======== QUELLE ========
Kommentar zur "D-Day"-Affäre
Wie Parteien das Misstrauen in die Politik nähren

Der FDP-Skandal könnte eine Warnung für alle sein, die im Wahlkampf auf lautes Getöse setzen wollen. Denn davon profitieren vor allem jene, die bislang keine Lösungen bieten müssen.

Von Korbinian Frenzel |
Politiker Christian Lindner (FDP), Bundesminister für Finanzen, senkt seinen Kopf.
Christian Lindner bei einem Bürgerdialog. Nach der D-Day-Affäre stellt sich zunehmend die Frage, was aus der FDP geworden ist. (picture alliance / Panama Pictures / Christoph Hardt)
======== ÜBUNGSDATEN ========
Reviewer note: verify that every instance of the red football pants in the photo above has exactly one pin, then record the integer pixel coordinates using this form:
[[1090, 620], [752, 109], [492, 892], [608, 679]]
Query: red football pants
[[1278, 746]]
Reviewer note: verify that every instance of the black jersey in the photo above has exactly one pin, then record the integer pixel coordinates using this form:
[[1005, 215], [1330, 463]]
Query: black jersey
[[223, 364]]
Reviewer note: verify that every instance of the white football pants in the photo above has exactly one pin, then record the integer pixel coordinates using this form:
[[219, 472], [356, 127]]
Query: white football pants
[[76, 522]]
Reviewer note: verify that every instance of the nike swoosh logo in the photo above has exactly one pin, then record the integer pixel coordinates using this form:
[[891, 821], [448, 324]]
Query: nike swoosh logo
========
[AUFGABEN]
1. Ordne die Zeilen der Einträge zur Markierung von Objektpositionen als Markdown-Tabelle mit den Spalten „Nummer“ und „Zeile“ an, beginnend bei der Zeile mit "Reviewer note: verify that every instance of the black" und endend bei der Zeile mit "[[76, 522]]". Leerzeilen bleiben weg.
2. Nimm den Kommentar zur D-Day-Affäre der FDP wieder auf und setze ihn im Anschluss an den letzten Satz fort.

[LÖSUNGEN]
1.
| Nummer | Zeile |
|---|---|
| 1 | Reviewer note: verify that every instance of the black jersey in the photo above has exactly one pin, then record the integer pixel coordinates using this form: |
| 2 | [[1005, 215], [1330, 463]] |
| 3 | Query: black jersey |
| 4 | [[223, 364]] |
| 5 | Reviewer note: verify that every instance of the white football pants in the photo above has exactly one pin, then record the integer pixel coordinates using this form: |
| 6 | [[219, 472], [356, 127]] |
| 7 | Query: white football pants |
| 8 | [[76, 522]] |

2.
Wer gehofft hatte, wir hätten es schon hinter uns: die schmutzige Wäsche dieser Trennung, das Ende dieser Ampelkoalition mit all den Schuldzuweisungen und gekränkten Eitelkeiten, der musste in den letzten Stunden und Tagen tapfer sein. Nein, dieses Ampel-Aus ist mehr als der sachlich begründete Bruch einer Koalition. Es ist alles andere als eine offene Feldschlacht. Es ist eine schmutzige Schlammschlacht.
Beim besten Willen, nicht immer automatisch der FDP die Schuld für alles zu geben: Hier stoßen selbst die Wohlmeinendsten an ihre Grenzen. Der perfide Plan innerhalb der FDP, Streit zu säen, um die Trennung zu ernten, ist eben nicht in der Geheimschublade geblieben.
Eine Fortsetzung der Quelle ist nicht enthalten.